(Referring expression pointing data)
=== Section Start ===
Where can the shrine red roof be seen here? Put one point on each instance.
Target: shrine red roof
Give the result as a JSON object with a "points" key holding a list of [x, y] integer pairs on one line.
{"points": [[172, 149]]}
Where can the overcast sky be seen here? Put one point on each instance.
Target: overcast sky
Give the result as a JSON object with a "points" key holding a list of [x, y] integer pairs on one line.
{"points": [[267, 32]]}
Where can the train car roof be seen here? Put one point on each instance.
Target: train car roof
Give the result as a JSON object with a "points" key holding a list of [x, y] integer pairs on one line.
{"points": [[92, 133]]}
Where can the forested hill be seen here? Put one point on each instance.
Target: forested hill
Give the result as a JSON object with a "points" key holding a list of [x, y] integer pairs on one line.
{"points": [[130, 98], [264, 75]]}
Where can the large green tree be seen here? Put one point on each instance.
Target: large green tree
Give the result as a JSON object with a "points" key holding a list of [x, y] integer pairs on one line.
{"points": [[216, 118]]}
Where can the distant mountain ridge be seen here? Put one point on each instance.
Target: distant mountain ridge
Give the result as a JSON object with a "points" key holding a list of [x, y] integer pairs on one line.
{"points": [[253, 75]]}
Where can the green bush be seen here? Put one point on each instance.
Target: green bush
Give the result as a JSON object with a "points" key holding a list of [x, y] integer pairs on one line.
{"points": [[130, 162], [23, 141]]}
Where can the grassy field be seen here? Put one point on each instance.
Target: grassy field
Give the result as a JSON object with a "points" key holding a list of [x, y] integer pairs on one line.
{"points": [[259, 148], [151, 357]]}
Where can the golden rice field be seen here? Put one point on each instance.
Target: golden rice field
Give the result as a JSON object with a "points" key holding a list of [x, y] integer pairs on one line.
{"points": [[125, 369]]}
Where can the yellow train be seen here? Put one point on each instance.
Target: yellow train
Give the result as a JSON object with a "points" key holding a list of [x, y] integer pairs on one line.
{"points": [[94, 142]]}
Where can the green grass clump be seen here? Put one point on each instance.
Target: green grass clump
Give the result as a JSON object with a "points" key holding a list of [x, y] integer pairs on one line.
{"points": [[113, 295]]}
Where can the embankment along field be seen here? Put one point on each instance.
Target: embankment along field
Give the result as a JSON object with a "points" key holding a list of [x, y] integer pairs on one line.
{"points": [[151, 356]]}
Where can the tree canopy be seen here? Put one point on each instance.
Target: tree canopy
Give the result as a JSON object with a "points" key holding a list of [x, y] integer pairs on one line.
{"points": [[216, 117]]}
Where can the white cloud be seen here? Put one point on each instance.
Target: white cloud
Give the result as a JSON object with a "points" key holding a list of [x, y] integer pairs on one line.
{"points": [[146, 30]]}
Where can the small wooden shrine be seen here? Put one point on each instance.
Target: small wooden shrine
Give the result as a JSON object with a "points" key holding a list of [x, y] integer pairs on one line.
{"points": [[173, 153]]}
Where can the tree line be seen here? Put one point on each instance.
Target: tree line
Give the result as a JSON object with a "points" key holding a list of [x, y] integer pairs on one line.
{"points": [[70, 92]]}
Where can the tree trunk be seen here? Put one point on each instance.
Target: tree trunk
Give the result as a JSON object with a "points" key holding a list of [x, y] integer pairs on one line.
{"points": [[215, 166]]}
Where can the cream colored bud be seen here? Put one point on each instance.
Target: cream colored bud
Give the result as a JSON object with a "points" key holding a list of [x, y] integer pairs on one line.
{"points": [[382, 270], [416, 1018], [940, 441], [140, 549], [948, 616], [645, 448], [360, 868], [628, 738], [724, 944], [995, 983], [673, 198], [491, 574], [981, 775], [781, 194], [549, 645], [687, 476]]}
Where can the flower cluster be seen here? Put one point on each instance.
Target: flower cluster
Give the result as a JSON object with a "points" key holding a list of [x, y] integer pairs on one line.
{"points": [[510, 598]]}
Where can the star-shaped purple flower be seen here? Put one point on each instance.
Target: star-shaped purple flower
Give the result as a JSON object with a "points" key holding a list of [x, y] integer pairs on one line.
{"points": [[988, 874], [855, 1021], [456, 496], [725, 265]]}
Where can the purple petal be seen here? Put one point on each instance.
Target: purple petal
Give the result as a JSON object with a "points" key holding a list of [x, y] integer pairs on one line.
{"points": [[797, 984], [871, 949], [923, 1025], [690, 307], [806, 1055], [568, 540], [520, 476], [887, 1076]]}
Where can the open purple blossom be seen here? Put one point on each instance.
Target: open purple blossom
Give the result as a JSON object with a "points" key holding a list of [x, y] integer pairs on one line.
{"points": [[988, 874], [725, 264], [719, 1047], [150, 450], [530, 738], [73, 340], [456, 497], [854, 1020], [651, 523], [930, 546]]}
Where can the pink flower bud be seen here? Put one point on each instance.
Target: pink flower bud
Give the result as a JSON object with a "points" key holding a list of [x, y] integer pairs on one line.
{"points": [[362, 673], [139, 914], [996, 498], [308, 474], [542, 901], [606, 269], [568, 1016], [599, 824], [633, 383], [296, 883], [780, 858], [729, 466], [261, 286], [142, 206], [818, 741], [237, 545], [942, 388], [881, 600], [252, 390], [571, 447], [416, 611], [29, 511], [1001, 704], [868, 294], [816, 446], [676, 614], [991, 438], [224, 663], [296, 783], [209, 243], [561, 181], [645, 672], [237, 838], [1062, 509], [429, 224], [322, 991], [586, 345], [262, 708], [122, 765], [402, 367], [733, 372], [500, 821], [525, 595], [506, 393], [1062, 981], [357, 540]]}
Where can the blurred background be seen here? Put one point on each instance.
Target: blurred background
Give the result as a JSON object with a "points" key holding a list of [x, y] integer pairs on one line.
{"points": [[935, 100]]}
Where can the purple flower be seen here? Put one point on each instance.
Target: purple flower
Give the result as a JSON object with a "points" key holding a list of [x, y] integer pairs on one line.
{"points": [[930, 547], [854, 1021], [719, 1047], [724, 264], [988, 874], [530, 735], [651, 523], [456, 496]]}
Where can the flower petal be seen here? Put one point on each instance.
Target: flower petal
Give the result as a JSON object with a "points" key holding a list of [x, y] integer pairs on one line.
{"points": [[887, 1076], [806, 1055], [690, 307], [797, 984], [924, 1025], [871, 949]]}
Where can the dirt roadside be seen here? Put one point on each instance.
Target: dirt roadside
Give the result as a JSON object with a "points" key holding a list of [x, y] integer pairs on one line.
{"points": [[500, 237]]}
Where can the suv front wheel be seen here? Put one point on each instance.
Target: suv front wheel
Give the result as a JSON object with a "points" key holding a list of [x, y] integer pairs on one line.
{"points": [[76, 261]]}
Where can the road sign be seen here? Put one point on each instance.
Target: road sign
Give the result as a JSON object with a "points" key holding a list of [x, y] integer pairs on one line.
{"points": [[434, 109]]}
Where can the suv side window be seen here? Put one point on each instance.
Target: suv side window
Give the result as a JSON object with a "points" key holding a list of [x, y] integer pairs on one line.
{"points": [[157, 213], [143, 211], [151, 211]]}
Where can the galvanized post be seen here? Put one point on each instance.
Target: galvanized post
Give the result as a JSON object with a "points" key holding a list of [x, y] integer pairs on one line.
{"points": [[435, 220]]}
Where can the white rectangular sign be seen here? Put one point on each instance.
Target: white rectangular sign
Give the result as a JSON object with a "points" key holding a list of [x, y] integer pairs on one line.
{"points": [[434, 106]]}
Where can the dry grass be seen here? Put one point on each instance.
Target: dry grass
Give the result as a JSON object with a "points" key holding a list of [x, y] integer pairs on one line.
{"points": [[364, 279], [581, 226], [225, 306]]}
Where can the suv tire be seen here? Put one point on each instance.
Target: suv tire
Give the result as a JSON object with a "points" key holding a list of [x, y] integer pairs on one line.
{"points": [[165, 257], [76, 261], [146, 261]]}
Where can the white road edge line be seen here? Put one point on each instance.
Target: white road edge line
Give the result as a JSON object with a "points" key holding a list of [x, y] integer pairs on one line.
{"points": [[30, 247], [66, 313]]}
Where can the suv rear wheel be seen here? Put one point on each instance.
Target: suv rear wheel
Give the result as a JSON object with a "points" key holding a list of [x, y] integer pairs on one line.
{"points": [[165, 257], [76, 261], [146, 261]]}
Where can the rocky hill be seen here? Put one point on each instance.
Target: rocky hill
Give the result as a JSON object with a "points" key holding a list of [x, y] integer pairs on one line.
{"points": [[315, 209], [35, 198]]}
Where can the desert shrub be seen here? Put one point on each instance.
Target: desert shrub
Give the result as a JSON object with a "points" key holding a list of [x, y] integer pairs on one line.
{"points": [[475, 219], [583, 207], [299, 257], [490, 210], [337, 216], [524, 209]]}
=== Section End ===
> [WHAT IS REQUIRED]:
From the records above, reproduce exactly the lines from the one with "Where can the tree trunk" to the one with "Target: pink flower bud", both included, and no others.

> [OUTPUT FOR THIS TASK]:
Where can the tree trunk be seen here? Put one point on each instance.
Target: tree trunk
Give the result as a JSON object with a "points" key holding a list of [x, y] integer pairs on one line.
{"points": [[215, 166]]}
Where can the cream colored bud be seen here? Put one point on each instance.
Target: cream colored bud
Give the result as a JSON object with a "points" key holding a list of [x, y] integer pairs on one line.
{"points": [[382, 270], [416, 1018], [940, 441], [140, 549], [948, 616], [645, 448], [360, 868], [628, 738], [724, 944], [995, 983], [673, 198], [491, 574], [981, 775], [781, 194], [549, 645], [687, 476]]}
Where can the flower cluster be seen here? Put one point on each instance.
Target: flower cluster
Give the result as a JSON object with a "points" key holding a list of [x, y] integer pairs on one line.
{"points": [[510, 598]]}
Where can the star-shaped purple flower be seen here? Put one point on each instance.
Target: star-shaped purple flower
Give the result as a JSON object with a "points" key holding a list of [x, y] integer pairs on one line.
{"points": [[988, 874], [855, 1021], [456, 496], [725, 265]]}
Where can the purple petal be seen here? Put one point on each instance.
Target: purple petal
Give the result as a JSON object with a "points" key holding a list of [x, y] integer pairs on one line.
{"points": [[797, 984], [871, 949], [923, 1025], [690, 307], [806, 1055], [568, 540], [520, 476], [887, 1076]]}
Where can the open purple blossom be seen here? Put one point on each instance.
Target: open purple blossom
Give the result as a JSON object with a "points" key holding a list of [x, y] integer pairs on one line.
{"points": [[988, 874], [725, 264], [719, 1047], [150, 450], [530, 738], [73, 340], [456, 497], [854, 1020], [651, 523], [930, 546]]}
Where can the pink flower bud be seen here? Put one point on each instance.
Target: pink flower bud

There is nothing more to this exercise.